Starting at the line below that contains "Put a dot on each instance of the rowing" and ending at the line that contains "Put a dot on each instance of the lamp", reproduce every line of the data, with each coordinate in the answer points multiplied by 2.05 and rounded to a whole number, halves rounded up. Copy every other line unchanged.

▸ **DATA PROVIDED**:
☆ ☆ ☆ ☆ ☆

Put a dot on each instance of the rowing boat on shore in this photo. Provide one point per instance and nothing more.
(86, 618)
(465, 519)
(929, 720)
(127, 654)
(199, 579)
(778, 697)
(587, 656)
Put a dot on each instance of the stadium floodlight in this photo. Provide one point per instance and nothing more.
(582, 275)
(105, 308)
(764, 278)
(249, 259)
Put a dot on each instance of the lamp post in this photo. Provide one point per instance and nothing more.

☆ ☆ ☆ ☆ ☆

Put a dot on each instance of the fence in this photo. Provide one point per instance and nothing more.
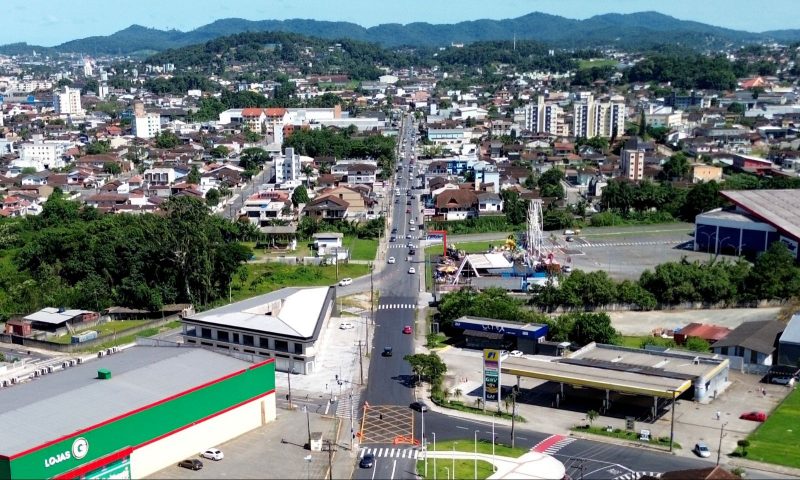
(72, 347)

☆ ☆ ☆ ☆ ☆

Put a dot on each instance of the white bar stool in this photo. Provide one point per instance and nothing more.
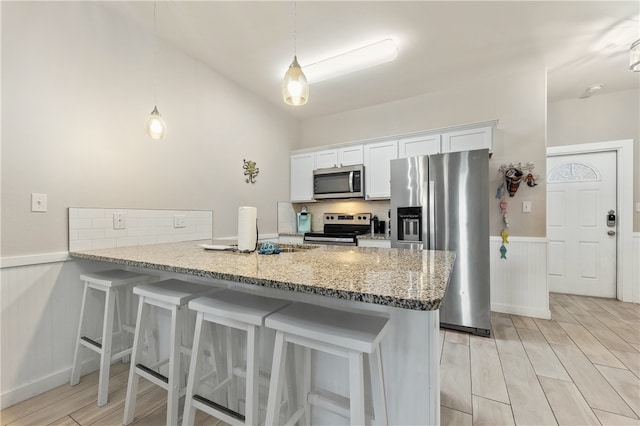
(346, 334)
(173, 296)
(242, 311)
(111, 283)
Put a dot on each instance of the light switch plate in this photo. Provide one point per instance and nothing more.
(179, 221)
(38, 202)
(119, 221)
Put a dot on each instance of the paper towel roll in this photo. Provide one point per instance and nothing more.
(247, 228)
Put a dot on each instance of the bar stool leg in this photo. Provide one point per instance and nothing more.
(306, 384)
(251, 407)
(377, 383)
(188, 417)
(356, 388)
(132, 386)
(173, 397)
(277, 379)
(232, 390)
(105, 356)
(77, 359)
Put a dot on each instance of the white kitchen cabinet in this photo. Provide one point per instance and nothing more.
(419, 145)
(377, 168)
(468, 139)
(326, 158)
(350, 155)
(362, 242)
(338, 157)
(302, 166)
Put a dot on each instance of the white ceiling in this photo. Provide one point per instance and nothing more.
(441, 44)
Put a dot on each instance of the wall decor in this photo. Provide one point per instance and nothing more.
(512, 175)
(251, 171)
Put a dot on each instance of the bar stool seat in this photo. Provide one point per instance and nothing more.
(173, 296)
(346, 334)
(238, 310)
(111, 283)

☆ ☆ ☆ ☆ ☆

▸ **THE ANSWER**:
Put a dot on each instance of the rowing boat on shore in this photo. Provide one point per instance and nothing more.
(176, 1267)
(953, 1064)
(1904, 1476)
(260, 1341)
(408, 1187)
(1595, 1429)
(1203, 1345)
Put a dot on each instance of the stadium floodlight in this photo. Provide one point per instance and nothing more.
(1193, 564)
(215, 631)
(1566, 570)
(510, 531)
Put a dot on each instance of the lamp post in this photo. Provide one point per instance and nothing more.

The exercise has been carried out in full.